··· MATERIAL FOR THIS TASK ···
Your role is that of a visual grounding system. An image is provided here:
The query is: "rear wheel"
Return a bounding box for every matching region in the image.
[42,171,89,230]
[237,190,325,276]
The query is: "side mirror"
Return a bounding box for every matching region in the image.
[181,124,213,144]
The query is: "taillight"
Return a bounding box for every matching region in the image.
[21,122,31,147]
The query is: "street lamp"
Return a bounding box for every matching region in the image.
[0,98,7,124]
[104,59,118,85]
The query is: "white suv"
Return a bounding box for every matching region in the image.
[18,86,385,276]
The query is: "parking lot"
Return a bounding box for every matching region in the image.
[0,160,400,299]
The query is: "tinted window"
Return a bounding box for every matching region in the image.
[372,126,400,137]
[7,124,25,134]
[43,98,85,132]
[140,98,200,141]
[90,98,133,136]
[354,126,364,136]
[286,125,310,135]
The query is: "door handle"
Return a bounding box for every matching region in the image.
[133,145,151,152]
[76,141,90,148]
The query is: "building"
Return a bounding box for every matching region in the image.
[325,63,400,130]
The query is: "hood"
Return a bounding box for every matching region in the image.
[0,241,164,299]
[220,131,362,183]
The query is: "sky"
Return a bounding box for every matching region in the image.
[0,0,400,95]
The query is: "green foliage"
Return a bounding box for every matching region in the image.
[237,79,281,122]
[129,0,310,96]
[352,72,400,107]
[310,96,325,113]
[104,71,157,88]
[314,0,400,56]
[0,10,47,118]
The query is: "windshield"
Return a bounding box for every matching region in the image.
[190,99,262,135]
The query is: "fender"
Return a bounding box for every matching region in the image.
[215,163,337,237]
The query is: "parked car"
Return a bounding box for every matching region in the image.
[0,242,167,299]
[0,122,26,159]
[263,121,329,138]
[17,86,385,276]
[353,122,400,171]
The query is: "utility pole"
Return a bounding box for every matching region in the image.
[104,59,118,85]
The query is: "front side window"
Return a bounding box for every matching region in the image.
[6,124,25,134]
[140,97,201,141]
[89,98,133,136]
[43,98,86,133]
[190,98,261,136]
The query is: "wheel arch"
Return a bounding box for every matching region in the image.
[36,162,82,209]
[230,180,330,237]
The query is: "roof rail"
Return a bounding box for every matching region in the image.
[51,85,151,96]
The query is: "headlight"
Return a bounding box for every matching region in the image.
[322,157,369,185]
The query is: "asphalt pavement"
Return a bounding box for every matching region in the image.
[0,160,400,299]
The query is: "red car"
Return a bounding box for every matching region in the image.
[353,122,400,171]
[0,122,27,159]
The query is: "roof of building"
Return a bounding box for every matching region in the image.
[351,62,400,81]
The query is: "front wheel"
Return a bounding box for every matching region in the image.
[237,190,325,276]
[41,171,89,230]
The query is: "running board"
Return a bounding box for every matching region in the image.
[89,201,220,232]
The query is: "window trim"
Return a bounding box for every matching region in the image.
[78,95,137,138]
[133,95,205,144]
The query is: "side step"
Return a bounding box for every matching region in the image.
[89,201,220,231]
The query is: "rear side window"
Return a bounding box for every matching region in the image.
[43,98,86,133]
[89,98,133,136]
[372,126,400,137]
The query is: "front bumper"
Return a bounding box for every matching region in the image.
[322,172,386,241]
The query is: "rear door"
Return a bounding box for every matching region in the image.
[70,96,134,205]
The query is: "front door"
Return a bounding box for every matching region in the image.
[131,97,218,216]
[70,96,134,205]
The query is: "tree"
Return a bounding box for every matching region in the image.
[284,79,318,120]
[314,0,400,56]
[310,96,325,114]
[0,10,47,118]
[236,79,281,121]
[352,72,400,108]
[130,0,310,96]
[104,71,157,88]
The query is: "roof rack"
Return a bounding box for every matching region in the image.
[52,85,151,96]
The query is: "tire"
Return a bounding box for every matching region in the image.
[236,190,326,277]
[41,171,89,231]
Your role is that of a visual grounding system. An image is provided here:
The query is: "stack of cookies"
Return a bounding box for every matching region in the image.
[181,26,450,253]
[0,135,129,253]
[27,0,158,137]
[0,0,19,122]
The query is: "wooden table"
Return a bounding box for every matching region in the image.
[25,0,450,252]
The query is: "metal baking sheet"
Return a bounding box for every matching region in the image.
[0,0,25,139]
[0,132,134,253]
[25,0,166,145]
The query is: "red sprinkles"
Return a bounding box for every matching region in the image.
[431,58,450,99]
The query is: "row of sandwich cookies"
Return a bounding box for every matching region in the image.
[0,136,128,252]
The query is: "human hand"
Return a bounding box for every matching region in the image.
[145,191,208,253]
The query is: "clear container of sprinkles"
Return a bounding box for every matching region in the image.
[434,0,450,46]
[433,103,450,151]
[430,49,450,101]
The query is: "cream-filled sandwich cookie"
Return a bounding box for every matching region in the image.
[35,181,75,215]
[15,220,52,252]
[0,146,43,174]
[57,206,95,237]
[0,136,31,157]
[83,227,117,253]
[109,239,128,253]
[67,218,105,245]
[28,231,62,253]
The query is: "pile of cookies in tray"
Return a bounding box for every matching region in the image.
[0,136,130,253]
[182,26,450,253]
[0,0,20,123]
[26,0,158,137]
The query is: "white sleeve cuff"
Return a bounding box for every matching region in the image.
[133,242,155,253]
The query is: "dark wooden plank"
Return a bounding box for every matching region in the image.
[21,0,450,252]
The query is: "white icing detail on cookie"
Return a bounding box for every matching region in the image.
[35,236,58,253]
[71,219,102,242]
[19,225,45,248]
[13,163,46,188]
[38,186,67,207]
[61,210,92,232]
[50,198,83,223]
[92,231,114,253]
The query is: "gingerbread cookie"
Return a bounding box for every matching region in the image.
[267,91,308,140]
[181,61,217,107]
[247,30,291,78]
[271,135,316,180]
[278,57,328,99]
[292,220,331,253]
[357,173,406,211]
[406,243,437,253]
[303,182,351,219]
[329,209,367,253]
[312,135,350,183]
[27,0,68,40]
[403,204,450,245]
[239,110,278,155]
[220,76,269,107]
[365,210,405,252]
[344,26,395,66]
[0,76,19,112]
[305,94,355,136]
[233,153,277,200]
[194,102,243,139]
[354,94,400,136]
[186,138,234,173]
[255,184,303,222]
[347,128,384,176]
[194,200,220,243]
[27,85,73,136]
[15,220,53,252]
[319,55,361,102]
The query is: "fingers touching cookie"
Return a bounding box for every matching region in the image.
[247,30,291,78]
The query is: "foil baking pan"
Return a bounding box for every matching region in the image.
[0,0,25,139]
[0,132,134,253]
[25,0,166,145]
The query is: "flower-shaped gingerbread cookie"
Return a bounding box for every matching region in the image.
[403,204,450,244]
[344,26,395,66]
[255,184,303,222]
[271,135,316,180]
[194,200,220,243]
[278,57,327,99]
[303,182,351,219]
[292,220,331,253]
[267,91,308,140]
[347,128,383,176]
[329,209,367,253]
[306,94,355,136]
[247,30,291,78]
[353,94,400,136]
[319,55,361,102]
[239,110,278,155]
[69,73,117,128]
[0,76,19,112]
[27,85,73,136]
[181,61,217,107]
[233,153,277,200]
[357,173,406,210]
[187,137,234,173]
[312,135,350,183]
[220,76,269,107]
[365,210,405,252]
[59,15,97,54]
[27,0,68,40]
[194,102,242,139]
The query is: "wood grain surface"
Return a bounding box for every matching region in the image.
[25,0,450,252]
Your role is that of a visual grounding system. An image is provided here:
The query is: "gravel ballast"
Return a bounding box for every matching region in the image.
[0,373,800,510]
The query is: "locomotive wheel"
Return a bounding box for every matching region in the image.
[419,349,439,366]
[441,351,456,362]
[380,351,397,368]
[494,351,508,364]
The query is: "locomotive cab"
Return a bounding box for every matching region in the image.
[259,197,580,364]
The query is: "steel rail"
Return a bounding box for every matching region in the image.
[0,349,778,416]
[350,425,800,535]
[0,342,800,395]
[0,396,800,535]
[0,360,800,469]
···
[PROBLEM STATEMENT] Please reproduce the entire listing, exactly as shown.

[FULL ANSWER]
Your role is that of a visual grounding system. An image is provided here:
The query is: "rear wheel"
Return a bounding box for every matching region in the image.
[42,171,89,230]
[237,190,325,276]
The query is: "side mirror"
Return a bounding box for every matching region in the image.
[181,124,213,144]
The query is: "taillight"
Return a bounding box for every matching region in the image.
[21,122,31,147]
The query is: "street lamp"
Return a bounding box for every matching region in the image.
[0,98,7,124]
[104,59,118,85]
The query is: "white suv"
Return a bounding box for every matching region in the image.
[18,86,385,276]
The query is: "parking lot"
Return a bounding box for every matching region in the image.
[0,160,400,299]
The query is: "tinted window"
Return a bounding box for every matching region in the image.
[372,126,400,137]
[7,124,25,134]
[43,98,85,132]
[140,98,200,141]
[90,98,133,136]
[354,126,364,136]
[286,125,310,135]
The query is: "door handle"
Return a bounding box for every matching region in the image.
[133,145,151,152]
[76,141,90,148]
The query is: "building"
Return a bounding box for every matching region in the image.
[325,63,400,130]
The query is: "hood"
Return a bounding box for every matching region in the image.
[0,241,164,299]
[220,131,362,183]
The query is: "sky"
Return a bounding box for every matching region in the image.
[0,0,400,95]
The query is: "green foliage"
Return a bounding box for every matching region in the image.
[237,79,281,122]
[129,0,310,96]
[352,72,400,107]
[310,96,325,113]
[104,71,157,88]
[314,0,400,56]
[0,10,47,118]
The query is: "windshield"
Return a bounding box for every matching region in the image.
[190,99,262,135]
The query is: "fender"
Return a bounding box for every matching region in the image.
[215,163,337,237]
The query is: "parked car"
Return a bounding box for every matching region in the image.
[0,242,167,299]
[0,122,26,159]
[263,121,329,138]
[17,86,385,276]
[353,122,400,171]
The query is: "utility pole"
Return a bounding box for every matching region in the image.
[104,59,118,85]
The query is: "front side window"
Return a bounding box for every matching region in the image.
[6,124,25,134]
[140,97,201,141]
[89,98,133,136]
[43,98,86,133]
[190,98,261,136]
The query is: "wheel arch"
Return a bounding box for every matching region in the image.
[36,162,82,209]
[230,180,330,237]
The query is: "roof rail"
Return a bounding box for every matching region in the image.
[51,85,151,96]
The query is: "headlight"
Return a bounding box for every matching region in the image.
[322,157,369,185]
The query is: "asphalt pavement"
Return a bounding box for every matching region in the image.
[0,160,400,299]
The query is: "red car"
Return a bounding box for every matching region in the image.
[353,122,400,171]
[0,122,27,159]
The query is: "roof of building"
Return a bounding box for every matching region in the image.
[351,62,400,81]
The query is: "front wheel"
Return a bounding box for every matching region in the image.
[237,190,325,276]
[41,171,89,230]
The query is: "running board"
Return a bounding box for every matching region in the image.
[89,201,220,232]
The query is: "window trim"
Return a bounding box for every matching region in the image.
[78,95,137,138]
[133,95,205,144]
The query is: "side step"
Return a bounding box for every matching region in the image.
[89,201,220,231]
The query is: "rear side window"
Return a bounding box for every matching region in the image.
[43,98,86,133]
[89,98,133,136]
[372,126,400,137]
The query is: "front bumper"
Return a bounding box for every matching region in the image.
[322,172,386,241]
The query is: "rear door"
Return a bounding box for every matching region in the image.
[70,96,134,205]
The query is: "front door"
Return a bounding box for every matching region in the image.
[131,97,218,216]
[70,96,134,205]
The query is: "tree"
Return a bounding box for every matching region in the image.
[284,79,318,120]
[314,0,400,56]
[310,96,325,114]
[0,10,47,118]
[236,79,281,121]
[352,72,400,108]
[130,0,310,96]
[104,71,157,88]
The query is: "roof rack"
Return a bounding box for every matching region in the image.
[52,85,151,96]
The query is: "tire"
Return a bounding box for every matching region in the image.
[236,190,326,277]
[41,171,89,231]
Your role is that of a visual grounding system. An image is provided here:
The query is: "stack of cookies"
Return a bounding box for every matching region in the image.
[181,26,450,253]
[0,135,129,253]
[27,0,158,137]
[0,0,19,122]
The query is: "wooden table"
Return a bounding box for every matching region in the image.
[25,0,450,252]
The query is: "metal baking sheet"
Return a bounding box for every matching region in the image.
[0,0,25,139]
[0,132,134,253]
[25,0,166,145]
The query is: "red sprinkles"
Return a bounding box for every matching region in the image.
[431,58,450,99]
The query is: "row of sandwich cookies"
Return a bounding box for every matching region in the image.
[0,136,128,252]
The query is: "human hand"
Return a bounding box for every matching region in the image.
[145,191,208,253]
The query is: "clear container of sprinkles"
Return a bounding box for every matching region in the image.
[434,0,450,46]
[433,103,450,151]
[430,49,450,101]
The query is: "cream-filled sandwich cookie"
Return a bounding box for every matching region in the image.
[35,181,75,215]
[15,220,52,252]
[0,146,43,174]
[57,206,95,237]
[0,136,31,157]
[83,227,117,253]
[109,239,128,253]
[67,218,105,245]
[28,231,62,253]
The query is: "pile of cookies in tray"
Return a bounding box for every matching region in the image.
[0,136,130,253]
[182,26,450,253]
[0,0,20,123]
[26,0,158,137]
The query is: "white sleeve cuff"
Return a bounding box for every matching region in the image.
[133,242,155,253]
The query is: "dark wooden plank"
Return a bounding box for every matching region in the image.
[21,0,450,252]
The query is: "white icing detail on cookie"
Return a bounding box for every matching region in the image.
[35,236,58,253]
[71,219,102,242]
[19,225,45,248]
[13,163,46,188]
[38,186,67,207]
[61,210,92,232]
[50,198,83,223]
[92,231,114,253]
The query is: "gingerbread cookie"
Return a bounding box for every matching region in the image.
[267,91,308,140]
[181,61,217,107]
[247,30,291,78]
[271,135,316,180]
[278,57,328,99]
[292,220,331,253]
[357,173,406,211]
[406,243,437,253]
[303,182,351,219]
[329,209,367,253]
[312,135,350,183]
[27,0,68,40]
[403,204,450,245]
[239,110,278,155]
[220,76,269,107]
[365,210,405,252]
[344,26,395,66]
[0,76,19,112]
[305,94,355,136]
[233,153,277,200]
[194,102,243,139]
[354,94,400,136]
[186,138,234,173]
[255,184,303,222]
[347,128,384,176]
[194,200,220,243]
[27,85,73,136]
[15,220,53,252]
[319,55,361,102]
The query is: "fingers touching cookie"
Return a bounding box for every matching region in the image.
[247,30,291,78]
The query is: "foil baking pan"
Return a bounding box for every matching region in the image.
[0,0,25,139]
[0,132,134,253]
[25,0,166,145]
The query is: "flower-shaped gingerbread cookie"
Return a bounding box for every matching region in the image.
[403,204,450,244]
[344,26,395,66]
[255,184,303,222]
[271,135,316,180]
[194,200,220,243]
[278,57,327,99]
[303,182,351,219]
[292,220,331,253]
[267,91,308,140]
[347,128,383,176]
[329,209,367,253]
[306,94,355,136]
[247,30,291,78]
[353,94,400,136]
[319,55,361,102]
[239,110,278,155]
[69,73,117,128]
[0,76,19,112]
[27,85,73,136]
[181,61,217,107]
[233,153,277,200]
[357,173,406,210]
[187,137,234,173]
[312,135,350,183]
[220,76,269,107]
[365,210,405,252]
[59,15,97,54]
[27,0,68,40]
[194,102,242,139]
The query is: "wood grain surface"
Return a bounding box for every matching region in the image.
[25,0,450,252]
Your role is that of a visual grounding system. An image is provided here:
The query is: "gravel ballast"
Return a bounding box for every matching region in the image.
[0,373,800,510]
The query is: "locomotive wheel"
Return a bounding box for every matching region in the image.
[419,349,439,366]
[441,351,456,362]
[380,351,397,368]
[494,351,508,364]
The query is: "locomotive cab"
Return a bounding box for every matching region in the image.
[259,197,580,364]
The query is: "steel rail"
Return a bounding box for every matching region in the image.
[0,349,778,416]
[350,425,800,535]
[0,342,800,395]
[0,396,800,535]
[0,360,800,469]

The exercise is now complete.